(Dataset entries)
━━━━━━━━━━━━━━━━━━━━━━━━━━━━━━
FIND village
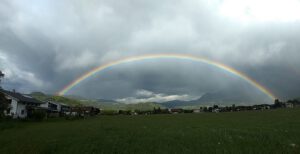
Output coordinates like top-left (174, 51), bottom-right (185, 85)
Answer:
top-left (0, 89), bottom-right (300, 120)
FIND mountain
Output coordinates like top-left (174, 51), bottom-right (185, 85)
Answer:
top-left (28, 92), bottom-right (164, 110)
top-left (161, 89), bottom-right (272, 108)
top-left (28, 92), bottom-right (81, 106)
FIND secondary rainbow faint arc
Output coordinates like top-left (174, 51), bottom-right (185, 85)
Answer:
top-left (57, 53), bottom-right (276, 100)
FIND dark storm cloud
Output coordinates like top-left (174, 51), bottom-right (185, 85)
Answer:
top-left (0, 0), bottom-right (300, 100)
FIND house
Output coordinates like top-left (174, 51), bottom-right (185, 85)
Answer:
top-left (284, 103), bottom-right (294, 108)
top-left (0, 89), bottom-right (43, 118)
top-left (169, 109), bottom-right (183, 114)
top-left (193, 109), bottom-right (201, 113)
top-left (70, 106), bottom-right (99, 117)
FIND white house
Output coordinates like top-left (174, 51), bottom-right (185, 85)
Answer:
top-left (0, 89), bottom-right (43, 118)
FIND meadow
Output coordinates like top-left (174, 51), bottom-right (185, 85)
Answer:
top-left (0, 108), bottom-right (300, 154)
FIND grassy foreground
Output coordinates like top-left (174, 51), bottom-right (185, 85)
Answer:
top-left (0, 108), bottom-right (300, 153)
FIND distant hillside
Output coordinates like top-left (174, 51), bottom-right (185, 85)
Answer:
top-left (29, 92), bottom-right (81, 106)
top-left (161, 89), bottom-right (272, 108)
top-left (29, 92), bottom-right (164, 110)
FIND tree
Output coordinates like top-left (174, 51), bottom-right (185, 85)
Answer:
top-left (0, 70), bottom-right (4, 88)
top-left (0, 92), bottom-right (9, 119)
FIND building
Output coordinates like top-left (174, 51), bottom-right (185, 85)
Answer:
top-left (0, 89), bottom-right (43, 118)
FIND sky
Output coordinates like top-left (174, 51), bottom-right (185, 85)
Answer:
top-left (0, 0), bottom-right (300, 102)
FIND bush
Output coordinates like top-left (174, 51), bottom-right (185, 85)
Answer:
top-left (30, 110), bottom-right (47, 121)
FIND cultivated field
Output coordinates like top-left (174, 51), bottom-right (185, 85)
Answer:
top-left (0, 108), bottom-right (300, 154)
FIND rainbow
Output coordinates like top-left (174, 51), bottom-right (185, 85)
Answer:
top-left (57, 53), bottom-right (276, 100)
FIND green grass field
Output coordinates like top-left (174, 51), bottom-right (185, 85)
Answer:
top-left (0, 108), bottom-right (300, 154)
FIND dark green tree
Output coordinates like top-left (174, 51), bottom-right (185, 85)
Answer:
top-left (0, 70), bottom-right (9, 118)
top-left (0, 70), bottom-right (4, 88)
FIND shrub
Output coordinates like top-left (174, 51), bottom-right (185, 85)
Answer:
top-left (30, 110), bottom-right (47, 121)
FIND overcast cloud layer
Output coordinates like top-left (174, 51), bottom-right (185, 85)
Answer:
top-left (0, 0), bottom-right (300, 101)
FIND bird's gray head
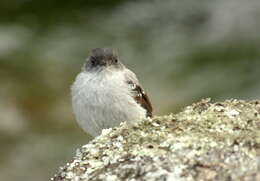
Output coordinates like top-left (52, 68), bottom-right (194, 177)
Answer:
top-left (84, 48), bottom-right (124, 71)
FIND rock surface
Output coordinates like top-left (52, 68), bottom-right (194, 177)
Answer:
top-left (52, 99), bottom-right (260, 181)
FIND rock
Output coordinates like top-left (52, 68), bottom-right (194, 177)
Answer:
top-left (52, 99), bottom-right (260, 181)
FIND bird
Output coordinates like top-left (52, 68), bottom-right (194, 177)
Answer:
top-left (71, 48), bottom-right (153, 137)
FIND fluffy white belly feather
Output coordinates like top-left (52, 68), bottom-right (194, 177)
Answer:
top-left (72, 71), bottom-right (146, 136)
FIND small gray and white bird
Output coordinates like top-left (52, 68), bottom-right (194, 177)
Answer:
top-left (71, 48), bottom-right (152, 136)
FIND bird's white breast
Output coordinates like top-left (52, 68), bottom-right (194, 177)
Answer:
top-left (72, 71), bottom-right (146, 136)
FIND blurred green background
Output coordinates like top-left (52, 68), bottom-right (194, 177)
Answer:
top-left (0, 0), bottom-right (260, 181)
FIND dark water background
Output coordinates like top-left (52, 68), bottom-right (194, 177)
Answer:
top-left (0, 0), bottom-right (260, 181)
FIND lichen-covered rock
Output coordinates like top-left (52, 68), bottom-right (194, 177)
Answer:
top-left (52, 99), bottom-right (260, 181)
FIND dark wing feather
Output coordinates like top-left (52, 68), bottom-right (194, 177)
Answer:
top-left (127, 81), bottom-right (153, 117)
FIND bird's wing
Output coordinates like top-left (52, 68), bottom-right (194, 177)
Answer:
top-left (125, 69), bottom-right (153, 117)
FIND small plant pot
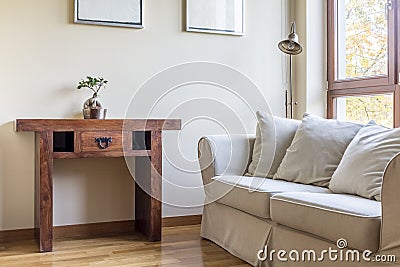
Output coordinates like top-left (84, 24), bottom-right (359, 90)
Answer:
top-left (82, 108), bottom-right (107, 120)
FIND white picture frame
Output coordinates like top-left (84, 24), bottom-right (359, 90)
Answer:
top-left (186, 0), bottom-right (244, 36)
top-left (74, 0), bottom-right (143, 29)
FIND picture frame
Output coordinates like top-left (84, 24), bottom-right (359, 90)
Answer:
top-left (74, 0), bottom-right (143, 29)
top-left (186, 0), bottom-right (244, 36)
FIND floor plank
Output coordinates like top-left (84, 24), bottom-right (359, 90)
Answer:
top-left (0, 225), bottom-right (249, 267)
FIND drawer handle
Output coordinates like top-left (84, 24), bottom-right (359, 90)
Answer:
top-left (95, 137), bottom-right (112, 149)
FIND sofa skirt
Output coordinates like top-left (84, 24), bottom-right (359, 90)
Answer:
top-left (200, 202), bottom-right (400, 267)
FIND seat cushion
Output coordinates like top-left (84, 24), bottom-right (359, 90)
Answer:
top-left (274, 113), bottom-right (363, 187)
top-left (210, 176), bottom-right (330, 219)
top-left (329, 125), bottom-right (400, 201)
top-left (270, 192), bottom-right (381, 252)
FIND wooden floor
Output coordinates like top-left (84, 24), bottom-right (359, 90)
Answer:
top-left (0, 225), bottom-right (249, 267)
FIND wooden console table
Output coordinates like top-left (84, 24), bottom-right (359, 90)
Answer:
top-left (16, 119), bottom-right (181, 252)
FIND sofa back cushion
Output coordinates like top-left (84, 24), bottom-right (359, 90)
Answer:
top-left (247, 111), bottom-right (300, 178)
top-left (329, 125), bottom-right (400, 201)
top-left (274, 113), bottom-right (363, 187)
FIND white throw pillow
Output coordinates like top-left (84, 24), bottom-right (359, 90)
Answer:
top-left (247, 111), bottom-right (300, 178)
top-left (329, 125), bottom-right (400, 201)
top-left (274, 113), bottom-right (363, 187)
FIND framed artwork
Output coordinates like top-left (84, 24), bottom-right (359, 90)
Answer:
top-left (186, 0), bottom-right (244, 35)
top-left (74, 0), bottom-right (143, 28)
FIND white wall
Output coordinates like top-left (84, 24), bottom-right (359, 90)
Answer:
top-left (290, 0), bottom-right (327, 119)
top-left (0, 0), bottom-right (284, 230)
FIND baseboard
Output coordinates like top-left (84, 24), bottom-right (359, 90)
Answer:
top-left (0, 215), bottom-right (201, 244)
top-left (53, 220), bottom-right (135, 239)
top-left (162, 215), bottom-right (201, 227)
top-left (0, 228), bottom-right (35, 244)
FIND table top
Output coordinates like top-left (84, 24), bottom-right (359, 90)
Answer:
top-left (15, 119), bottom-right (181, 132)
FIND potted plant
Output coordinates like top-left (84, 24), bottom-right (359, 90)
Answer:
top-left (76, 76), bottom-right (108, 119)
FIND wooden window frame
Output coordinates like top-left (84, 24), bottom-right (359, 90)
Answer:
top-left (327, 0), bottom-right (400, 127)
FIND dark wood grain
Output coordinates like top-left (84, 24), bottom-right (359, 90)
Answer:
top-left (148, 131), bottom-right (162, 241)
top-left (16, 119), bottom-right (181, 252)
top-left (81, 131), bottom-right (123, 152)
top-left (16, 119), bottom-right (181, 132)
top-left (39, 131), bottom-right (53, 252)
top-left (53, 150), bottom-right (151, 159)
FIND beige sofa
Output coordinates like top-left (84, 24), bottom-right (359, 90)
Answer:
top-left (198, 126), bottom-right (400, 266)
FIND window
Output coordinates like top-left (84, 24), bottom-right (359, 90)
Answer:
top-left (328, 0), bottom-right (400, 127)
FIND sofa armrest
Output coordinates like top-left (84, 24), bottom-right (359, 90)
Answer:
top-left (198, 135), bottom-right (255, 185)
top-left (381, 153), bottom-right (400, 256)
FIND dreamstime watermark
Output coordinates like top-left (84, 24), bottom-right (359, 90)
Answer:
top-left (257, 238), bottom-right (396, 263)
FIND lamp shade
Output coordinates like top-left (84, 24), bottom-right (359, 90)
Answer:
top-left (278, 22), bottom-right (303, 55)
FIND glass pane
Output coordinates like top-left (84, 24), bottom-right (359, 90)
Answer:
top-left (337, 0), bottom-right (388, 79)
top-left (336, 94), bottom-right (393, 128)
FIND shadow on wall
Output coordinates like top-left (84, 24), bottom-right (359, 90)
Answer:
top-left (0, 122), bottom-right (34, 230)
top-left (0, 122), bottom-right (134, 231)
top-left (53, 158), bottom-right (135, 225)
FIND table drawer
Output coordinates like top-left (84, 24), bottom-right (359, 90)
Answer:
top-left (80, 131), bottom-right (123, 152)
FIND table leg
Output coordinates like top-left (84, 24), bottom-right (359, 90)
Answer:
top-left (35, 132), bottom-right (53, 252)
top-left (135, 131), bottom-right (162, 241)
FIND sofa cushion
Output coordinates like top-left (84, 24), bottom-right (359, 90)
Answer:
top-left (270, 192), bottom-right (381, 252)
top-left (247, 111), bottom-right (300, 178)
top-left (329, 125), bottom-right (400, 201)
top-left (274, 113), bottom-right (363, 187)
top-left (210, 176), bottom-right (330, 219)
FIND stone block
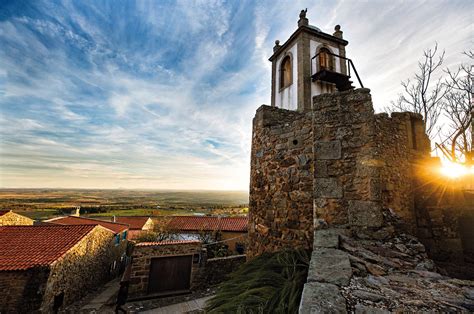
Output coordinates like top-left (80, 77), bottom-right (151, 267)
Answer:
top-left (314, 140), bottom-right (342, 160)
top-left (314, 160), bottom-right (328, 178)
top-left (349, 201), bottom-right (383, 227)
top-left (354, 303), bottom-right (390, 314)
top-left (314, 178), bottom-right (343, 198)
top-left (313, 229), bottom-right (344, 249)
top-left (299, 282), bottom-right (347, 314)
top-left (308, 248), bottom-right (352, 286)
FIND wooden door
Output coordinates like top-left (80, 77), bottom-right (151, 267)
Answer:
top-left (148, 255), bottom-right (193, 293)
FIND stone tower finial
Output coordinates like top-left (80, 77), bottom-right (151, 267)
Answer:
top-left (273, 39), bottom-right (281, 53)
top-left (298, 9), bottom-right (309, 27)
top-left (332, 25), bottom-right (342, 38)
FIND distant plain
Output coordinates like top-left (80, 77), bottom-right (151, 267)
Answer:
top-left (0, 189), bottom-right (248, 219)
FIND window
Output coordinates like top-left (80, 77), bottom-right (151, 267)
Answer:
top-left (319, 48), bottom-right (334, 71)
top-left (280, 56), bottom-right (293, 89)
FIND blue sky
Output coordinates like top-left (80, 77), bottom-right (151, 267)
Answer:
top-left (0, 0), bottom-right (474, 190)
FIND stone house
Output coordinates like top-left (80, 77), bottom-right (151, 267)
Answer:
top-left (0, 210), bottom-right (34, 226)
top-left (167, 216), bottom-right (248, 254)
top-left (113, 216), bottom-right (155, 240)
top-left (248, 11), bottom-right (474, 273)
top-left (0, 224), bottom-right (124, 313)
top-left (46, 216), bottom-right (130, 274)
top-left (45, 216), bottom-right (129, 244)
top-left (129, 240), bottom-right (201, 297)
top-left (129, 240), bottom-right (246, 298)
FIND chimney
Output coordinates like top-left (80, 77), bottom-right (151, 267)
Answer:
top-left (298, 9), bottom-right (309, 27)
top-left (73, 206), bottom-right (81, 217)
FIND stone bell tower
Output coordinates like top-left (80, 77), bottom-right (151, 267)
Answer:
top-left (269, 10), bottom-right (363, 112)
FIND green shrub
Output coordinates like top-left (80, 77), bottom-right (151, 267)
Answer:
top-left (206, 250), bottom-right (309, 314)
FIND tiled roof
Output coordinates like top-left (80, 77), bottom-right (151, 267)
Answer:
top-left (168, 216), bottom-right (248, 232)
top-left (135, 240), bottom-right (201, 246)
top-left (46, 216), bottom-right (128, 233)
top-left (0, 225), bottom-right (96, 271)
top-left (115, 217), bottom-right (150, 230)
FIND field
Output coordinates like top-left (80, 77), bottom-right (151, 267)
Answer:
top-left (0, 189), bottom-right (248, 219)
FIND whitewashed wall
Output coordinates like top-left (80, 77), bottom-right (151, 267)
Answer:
top-left (275, 43), bottom-right (298, 110)
top-left (309, 40), bottom-right (341, 98)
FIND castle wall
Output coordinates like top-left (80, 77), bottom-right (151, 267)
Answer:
top-left (313, 89), bottom-right (383, 227)
top-left (247, 106), bottom-right (313, 257)
top-left (249, 89), bottom-right (436, 256)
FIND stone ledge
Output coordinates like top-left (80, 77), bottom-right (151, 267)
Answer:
top-left (308, 248), bottom-right (352, 286)
top-left (313, 229), bottom-right (349, 250)
top-left (299, 282), bottom-right (347, 314)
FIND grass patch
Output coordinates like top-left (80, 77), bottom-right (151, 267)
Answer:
top-left (206, 250), bottom-right (310, 313)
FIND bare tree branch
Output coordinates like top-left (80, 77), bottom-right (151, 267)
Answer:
top-left (392, 44), bottom-right (451, 138)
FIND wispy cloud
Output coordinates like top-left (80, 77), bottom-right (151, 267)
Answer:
top-left (0, 1), bottom-right (474, 189)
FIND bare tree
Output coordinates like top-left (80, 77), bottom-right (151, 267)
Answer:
top-left (392, 44), bottom-right (450, 138)
top-left (445, 51), bottom-right (474, 164)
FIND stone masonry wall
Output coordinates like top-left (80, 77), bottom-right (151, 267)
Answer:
top-left (0, 211), bottom-right (34, 226)
top-left (247, 105), bottom-right (313, 257)
top-left (128, 242), bottom-right (201, 298)
top-left (42, 226), bottom-right (127, 312)
top-left (313, 89), bottom-right (383, 228)
top-left (0, 268), bottom-right (49, 313)
top-left (313, 89), bottom-right (430, 233)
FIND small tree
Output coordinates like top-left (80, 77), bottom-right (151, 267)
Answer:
top-left (441, 51), bottom-right (474, 164)
top-left (392, 44), bottom-right (451, 138)
top-left (135, 217), bottom-right (179, 242)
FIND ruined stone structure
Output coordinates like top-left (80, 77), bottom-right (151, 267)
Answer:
top-left (0, 210), bottom-right (34, 226)
top-left (248, 11), bottom-right (474, 313)
top-left (0, 225), bottom-right (125, 313)
top-left (249, 89), bottom-right (429, 255)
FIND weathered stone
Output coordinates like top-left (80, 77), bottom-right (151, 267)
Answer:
top-left (314, 141), bottom-right (341, 160)
top-left (299, 282), bottom-right (347, 314)
top-left (352, 290), bottom-right (385, 302)
top-left (314, 178), bottom-right (343, 198)
top-left (313, 228), bottom-right (348, 248)
top-left (354, 303), bottom-right (390, 314)
top-left (365, 263), bottom-right (386, 276)
top-left (308, 248), bottom-right (352, 286)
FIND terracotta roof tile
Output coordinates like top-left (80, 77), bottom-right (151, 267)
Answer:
top-left (115, 217), bottom-right (150, 230)
top-left (135, 240), bottom-right (201, 246)
top-left (46, 216), bottom-right (128, 233)
top-left (0, 225), bottom-right (96, 271)
top-left (168, 216), bottom-right (248, 232)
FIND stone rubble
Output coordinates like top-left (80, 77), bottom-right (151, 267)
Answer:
top-left (300, 210), bottom-right (474, 313)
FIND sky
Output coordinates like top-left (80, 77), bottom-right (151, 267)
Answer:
top-left (0, 0), bottom-right (474, 190)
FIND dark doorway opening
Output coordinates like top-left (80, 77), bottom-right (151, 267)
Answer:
top-left (148, 255), bottom-right (193, 293)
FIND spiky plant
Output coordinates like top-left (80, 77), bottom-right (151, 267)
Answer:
top-left (206, 250), bottom-right (309, 314)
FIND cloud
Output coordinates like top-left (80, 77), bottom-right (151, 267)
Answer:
top-left (0, 1), bottom-right (473, 189)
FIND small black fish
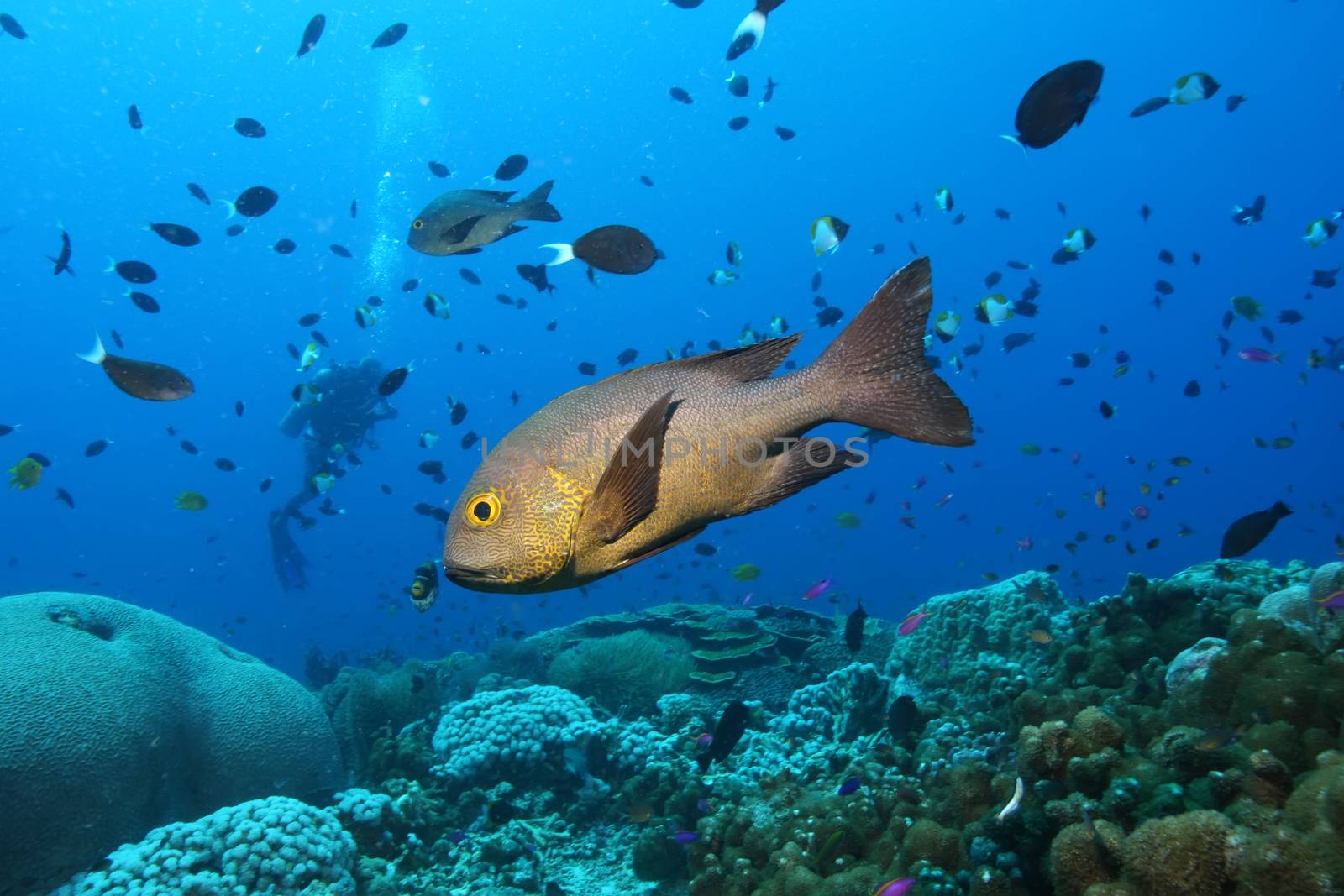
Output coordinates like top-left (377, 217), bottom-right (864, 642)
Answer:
top-left (224, 186), bottom-right (280, 217)
top-left (368, 22), bottom-right (407, 50)
top-left (1129, 97), bottom-right (1171, 118)
top-left (695, 700), bottom-right (750, 773)
top-left (294, 13), bottom-right (327, 59)
top-left (0, 12), bottom-right (28, 39)
top-left (817, 305), bottom-right (844, 327)
top-left (517, 265), bottom-right (555, 293)
top-left (103, 262), bottom-right (159, 284)
top-left (47, 230), bottom-right (76, 277)
top-left (1218, 501), bottom-right (1292, 560)
top-left (234, 118), bottom-right (266, 139)
top-left (79, 338), bottom-right (197, 401)
top-left (126, 291), bottom-right (159, 314)
top-left (1312, 267), bottom-right (1340, 289)
top-left (1232, 193), bottom-right (1265, 227)
top-left (378, 365), bottom-right (412, 395)
top-left (492, 153), bottom-right (527, 180)
top-left (150, 222), bottom-right (200, 249)
top-left (844, 600), bottom-right (869, 652)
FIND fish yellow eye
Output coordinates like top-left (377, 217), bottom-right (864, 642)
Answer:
top-left (466, 491), bottom-right (500, 527)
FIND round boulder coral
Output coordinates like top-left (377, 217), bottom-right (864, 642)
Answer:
top-left (1125, 810), bottom-right (1238, 896)
top-left (0, 591), bottom-right (344, 892)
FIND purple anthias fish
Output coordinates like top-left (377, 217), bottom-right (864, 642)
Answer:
top-left (802, 576), bottom-right (835, 600)
top-left (1236, 348), bottom-right (1282, 364)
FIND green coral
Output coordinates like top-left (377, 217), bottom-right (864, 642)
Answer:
top-left (547, 630), bottom-right (692, 713)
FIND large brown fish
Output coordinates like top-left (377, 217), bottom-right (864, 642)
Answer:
top-left (406, 180), bottom-right (560, 255)
top-left (444, 258), bottom-right (973, 592)
top-left (79, 336), bottom-right (197, 401)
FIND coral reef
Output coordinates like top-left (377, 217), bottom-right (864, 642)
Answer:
top-left (0, 592), bottom-right (345, 892)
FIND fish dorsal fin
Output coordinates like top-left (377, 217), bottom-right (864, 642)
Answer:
top-left (580, 392), bottom-right (672, 544)
top-left (441, 215), bottom-right (486, 246)
top-left (650, 333), bottom-right (802, 383)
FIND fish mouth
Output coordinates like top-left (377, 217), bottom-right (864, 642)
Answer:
top-left (444, 563), bottom-right (504, 587)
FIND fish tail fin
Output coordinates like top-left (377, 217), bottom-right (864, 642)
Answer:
top-left (808, 257), bottom-right (974, 446)
top-left (539, 244), bottom-right (574, 267)
top-left (732, 9), bottom-right (766, 49)
top-left (999, 134), bottom-right (1031, 160)
top-left (76, 333), bottom-right (108, 365)
top-left (522, 180), bottom-right (560, 220)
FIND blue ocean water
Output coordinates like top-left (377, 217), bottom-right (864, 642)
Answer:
top-left (0, 0), bottom-right (1344, 674)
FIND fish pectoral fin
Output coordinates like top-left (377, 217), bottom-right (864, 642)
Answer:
top-left (580, 392), bottom-right (672, 544)
top-left (732, 439), bottom-right (860, 516)
top-left (439, 215), bottom-right (486, 246)
top-left (612, 525), bottom-right (704, 572)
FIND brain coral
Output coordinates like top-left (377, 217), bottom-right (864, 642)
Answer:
top-left (52, 797), bottom-right (356, 896)
top-left (0, 591), bottom-right (343, 894)
top-left (434, 685), bottom-right (602, 780)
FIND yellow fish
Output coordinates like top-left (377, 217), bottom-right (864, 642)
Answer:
top-left (444, 258), bottom-right (974, 592)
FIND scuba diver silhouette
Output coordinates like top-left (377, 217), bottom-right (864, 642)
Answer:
top-left (270, 358), bottom-right (396, 591)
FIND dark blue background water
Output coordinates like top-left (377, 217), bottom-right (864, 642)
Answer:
top-left (0, 0), bottom-right (1344, 670)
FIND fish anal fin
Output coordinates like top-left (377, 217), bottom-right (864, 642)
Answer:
top-left (732, 439), bottom-right (860, 516)
top-left (580, 392), bottom-right (672, 544)
top-left (612, 525), bottom-right (704, 572)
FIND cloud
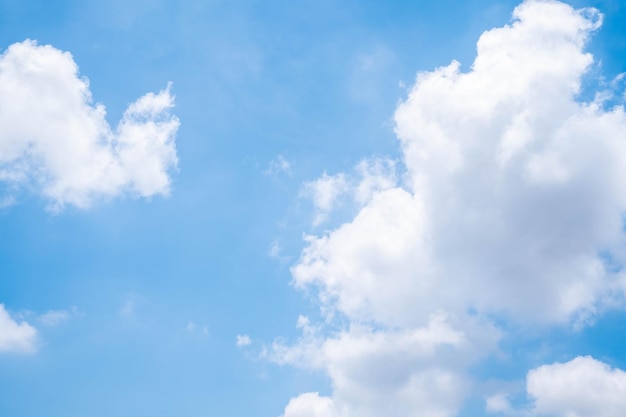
━━━━━━━━━━━━━━━━━━━━━━━━━━━━━━
*Problem description*
Collect every line in the rows above that contains the word "small". Case matters.

*The solution*
FIND small gray and white bird
FIND small plant pot
FIND small tree
FIND small black fish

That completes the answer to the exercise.